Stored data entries
● ● ● ● ● ● ●

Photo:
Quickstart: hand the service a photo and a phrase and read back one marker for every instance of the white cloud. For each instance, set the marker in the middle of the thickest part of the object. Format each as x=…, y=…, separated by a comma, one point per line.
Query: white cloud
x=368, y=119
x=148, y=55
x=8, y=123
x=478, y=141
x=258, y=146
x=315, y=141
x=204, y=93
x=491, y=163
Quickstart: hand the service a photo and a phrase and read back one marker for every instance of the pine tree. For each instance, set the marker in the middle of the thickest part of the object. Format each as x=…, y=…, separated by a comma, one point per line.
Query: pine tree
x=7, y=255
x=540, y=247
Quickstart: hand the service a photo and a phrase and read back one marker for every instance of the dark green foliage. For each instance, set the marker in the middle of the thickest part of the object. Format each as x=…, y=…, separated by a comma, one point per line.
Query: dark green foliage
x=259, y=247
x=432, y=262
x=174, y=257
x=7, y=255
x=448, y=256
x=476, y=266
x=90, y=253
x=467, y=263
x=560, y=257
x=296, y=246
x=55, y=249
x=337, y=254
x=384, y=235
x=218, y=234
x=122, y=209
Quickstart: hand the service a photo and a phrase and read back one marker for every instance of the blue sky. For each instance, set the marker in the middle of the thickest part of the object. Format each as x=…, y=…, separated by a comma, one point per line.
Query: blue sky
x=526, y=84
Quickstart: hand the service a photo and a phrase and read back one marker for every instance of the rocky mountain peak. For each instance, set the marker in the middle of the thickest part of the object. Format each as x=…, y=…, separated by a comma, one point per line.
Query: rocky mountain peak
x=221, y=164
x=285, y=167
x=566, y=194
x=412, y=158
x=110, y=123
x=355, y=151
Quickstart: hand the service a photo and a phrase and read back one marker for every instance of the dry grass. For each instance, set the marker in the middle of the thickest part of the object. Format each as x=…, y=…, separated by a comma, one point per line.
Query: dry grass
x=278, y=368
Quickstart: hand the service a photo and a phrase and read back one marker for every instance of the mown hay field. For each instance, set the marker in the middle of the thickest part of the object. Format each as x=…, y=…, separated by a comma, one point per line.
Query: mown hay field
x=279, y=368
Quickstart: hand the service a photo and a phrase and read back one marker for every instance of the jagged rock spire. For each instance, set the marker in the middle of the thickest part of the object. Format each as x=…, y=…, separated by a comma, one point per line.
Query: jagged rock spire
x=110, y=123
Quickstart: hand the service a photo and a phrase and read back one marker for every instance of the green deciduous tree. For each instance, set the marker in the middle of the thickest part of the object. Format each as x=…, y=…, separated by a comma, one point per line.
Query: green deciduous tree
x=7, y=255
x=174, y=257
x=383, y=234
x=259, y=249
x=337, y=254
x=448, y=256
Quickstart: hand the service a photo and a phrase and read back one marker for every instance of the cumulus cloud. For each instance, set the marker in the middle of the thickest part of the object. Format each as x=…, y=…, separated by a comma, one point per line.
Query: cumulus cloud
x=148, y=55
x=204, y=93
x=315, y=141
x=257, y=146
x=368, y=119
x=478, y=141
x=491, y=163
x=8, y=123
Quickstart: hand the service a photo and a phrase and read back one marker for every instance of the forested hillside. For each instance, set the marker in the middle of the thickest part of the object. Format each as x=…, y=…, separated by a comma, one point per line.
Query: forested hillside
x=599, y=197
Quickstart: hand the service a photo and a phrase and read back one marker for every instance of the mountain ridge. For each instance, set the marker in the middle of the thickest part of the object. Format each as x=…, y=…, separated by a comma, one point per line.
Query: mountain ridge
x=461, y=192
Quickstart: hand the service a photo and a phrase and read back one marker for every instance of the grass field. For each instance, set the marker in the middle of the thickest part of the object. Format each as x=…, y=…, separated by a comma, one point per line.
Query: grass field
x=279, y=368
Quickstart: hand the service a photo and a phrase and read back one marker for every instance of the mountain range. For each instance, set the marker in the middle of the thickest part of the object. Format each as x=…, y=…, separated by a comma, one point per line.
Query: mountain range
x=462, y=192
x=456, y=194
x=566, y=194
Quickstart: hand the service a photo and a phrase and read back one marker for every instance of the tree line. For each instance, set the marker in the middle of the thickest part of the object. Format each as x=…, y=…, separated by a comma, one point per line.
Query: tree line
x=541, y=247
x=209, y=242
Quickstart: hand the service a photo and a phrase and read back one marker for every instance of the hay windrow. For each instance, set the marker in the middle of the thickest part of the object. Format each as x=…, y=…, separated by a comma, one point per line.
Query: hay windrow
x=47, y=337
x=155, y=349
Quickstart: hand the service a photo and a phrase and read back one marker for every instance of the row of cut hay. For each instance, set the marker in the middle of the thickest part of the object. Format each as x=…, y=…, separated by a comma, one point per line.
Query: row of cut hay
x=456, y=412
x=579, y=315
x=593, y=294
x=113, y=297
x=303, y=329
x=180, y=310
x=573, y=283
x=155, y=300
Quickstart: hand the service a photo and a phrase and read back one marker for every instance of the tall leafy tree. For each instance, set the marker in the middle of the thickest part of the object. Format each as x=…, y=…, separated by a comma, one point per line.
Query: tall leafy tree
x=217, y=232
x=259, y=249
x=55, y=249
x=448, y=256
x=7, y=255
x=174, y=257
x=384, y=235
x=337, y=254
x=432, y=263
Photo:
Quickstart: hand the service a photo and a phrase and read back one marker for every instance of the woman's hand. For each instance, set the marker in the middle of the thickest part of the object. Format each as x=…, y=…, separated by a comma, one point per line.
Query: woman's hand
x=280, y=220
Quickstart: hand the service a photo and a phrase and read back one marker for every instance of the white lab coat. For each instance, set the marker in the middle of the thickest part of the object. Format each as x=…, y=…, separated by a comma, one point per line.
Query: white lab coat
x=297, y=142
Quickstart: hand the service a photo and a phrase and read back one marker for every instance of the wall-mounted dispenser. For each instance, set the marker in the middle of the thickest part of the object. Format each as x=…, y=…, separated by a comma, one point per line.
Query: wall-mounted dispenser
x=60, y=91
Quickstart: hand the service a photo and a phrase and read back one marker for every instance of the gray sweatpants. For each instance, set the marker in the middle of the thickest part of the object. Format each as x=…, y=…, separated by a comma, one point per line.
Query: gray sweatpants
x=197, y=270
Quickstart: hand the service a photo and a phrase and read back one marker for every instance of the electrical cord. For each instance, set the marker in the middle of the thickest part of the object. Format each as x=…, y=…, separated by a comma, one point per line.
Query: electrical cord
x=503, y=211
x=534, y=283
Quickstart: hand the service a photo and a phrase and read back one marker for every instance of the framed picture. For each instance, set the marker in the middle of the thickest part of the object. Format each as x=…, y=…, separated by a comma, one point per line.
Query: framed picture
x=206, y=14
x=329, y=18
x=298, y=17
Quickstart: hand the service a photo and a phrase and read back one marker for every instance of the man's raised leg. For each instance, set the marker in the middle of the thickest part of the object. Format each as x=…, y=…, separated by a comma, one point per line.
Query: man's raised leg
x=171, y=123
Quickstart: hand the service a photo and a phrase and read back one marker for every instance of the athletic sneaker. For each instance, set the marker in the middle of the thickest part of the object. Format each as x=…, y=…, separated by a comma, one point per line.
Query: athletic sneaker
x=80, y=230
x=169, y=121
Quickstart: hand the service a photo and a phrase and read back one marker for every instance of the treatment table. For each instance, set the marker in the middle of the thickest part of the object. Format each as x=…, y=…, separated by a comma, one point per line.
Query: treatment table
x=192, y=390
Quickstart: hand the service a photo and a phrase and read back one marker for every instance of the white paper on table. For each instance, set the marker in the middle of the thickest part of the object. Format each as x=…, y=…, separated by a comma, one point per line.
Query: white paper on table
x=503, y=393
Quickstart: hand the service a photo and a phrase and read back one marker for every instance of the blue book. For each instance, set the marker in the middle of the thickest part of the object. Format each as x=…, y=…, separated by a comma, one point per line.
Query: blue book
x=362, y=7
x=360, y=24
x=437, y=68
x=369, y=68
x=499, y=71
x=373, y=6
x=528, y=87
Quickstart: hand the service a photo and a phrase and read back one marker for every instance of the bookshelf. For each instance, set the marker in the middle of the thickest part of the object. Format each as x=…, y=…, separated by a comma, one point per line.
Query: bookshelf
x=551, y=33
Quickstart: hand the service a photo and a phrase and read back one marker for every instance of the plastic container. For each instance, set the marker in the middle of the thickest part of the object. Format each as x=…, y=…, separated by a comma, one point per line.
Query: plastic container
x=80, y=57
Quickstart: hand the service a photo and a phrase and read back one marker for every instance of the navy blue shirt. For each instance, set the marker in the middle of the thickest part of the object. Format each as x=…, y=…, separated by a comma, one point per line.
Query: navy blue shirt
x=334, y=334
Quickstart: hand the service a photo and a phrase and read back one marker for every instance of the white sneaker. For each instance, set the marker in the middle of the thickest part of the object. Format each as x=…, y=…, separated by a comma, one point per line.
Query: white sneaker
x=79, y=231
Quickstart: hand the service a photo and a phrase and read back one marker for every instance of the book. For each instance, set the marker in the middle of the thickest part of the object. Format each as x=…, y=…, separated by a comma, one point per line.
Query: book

● ● ● ● ● ● ●

■ **Your instructions**: All lines above from the line with "Query: framed picture" through the line with "of the athletic", both included, are to be set down exactly, with nothing else.

■ **Exercise result**:
Query: framed picture
x=206, y=14
x=329, y=18
x=298, y=17
Quickstart: hand the service a photo and a phrase and read back one marker for every instance of the man's raised leg. For each instance, set the marker in the middle of the thickest part of the object. Format each as x=…, y=…, separated by a comma, one point per line.
Query: man's raised leg
x=171, y=123
Quickstart: hand the service a photo and a phrase and read back one marker for every instance of the athletic sneaker. For each instance, set the marker in the middle of the thickest part of the object. Format each as x=…, y=…, separated by a comma, one point per line.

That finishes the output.